> Problem to work on:
Render every line of the items below as a JSON list of strings, with one string for each line and blank lines omitted.

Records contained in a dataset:

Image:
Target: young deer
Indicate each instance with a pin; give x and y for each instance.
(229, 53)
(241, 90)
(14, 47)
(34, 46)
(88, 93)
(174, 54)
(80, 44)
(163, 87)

> Complete answer:
[
  "Image:",
  "Target: young deer",
  "Indicate each instance with a pin; give x and y for each instance.",
  "(229, 53)",
  "(241, 90)",
  "(14, 47)",
  "(34, 46)",
  "(88, 93)",
  "(174, 54)",
  "(80, 44)",
  "(163, 87)"
]